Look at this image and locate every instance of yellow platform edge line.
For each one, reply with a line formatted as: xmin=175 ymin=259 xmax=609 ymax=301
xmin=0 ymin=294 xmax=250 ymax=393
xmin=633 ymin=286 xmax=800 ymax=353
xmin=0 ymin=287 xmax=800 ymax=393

--------------------

> [Exercise task]:
Return every line of the material that contains the string "xmax", treating uppercase and lowercase letters as distinct.

> [Result of the exercise]:
For each one, reply with a line formatted as: xmin=175 ymin=259 xmax=609 ymax=301
xmin=0 ymin=294 xmax=250 ymax=393
xmin=633 ymin=286 xmax=800 ymax=353
xmin=0 ymin=287 xmax=800 ymax=393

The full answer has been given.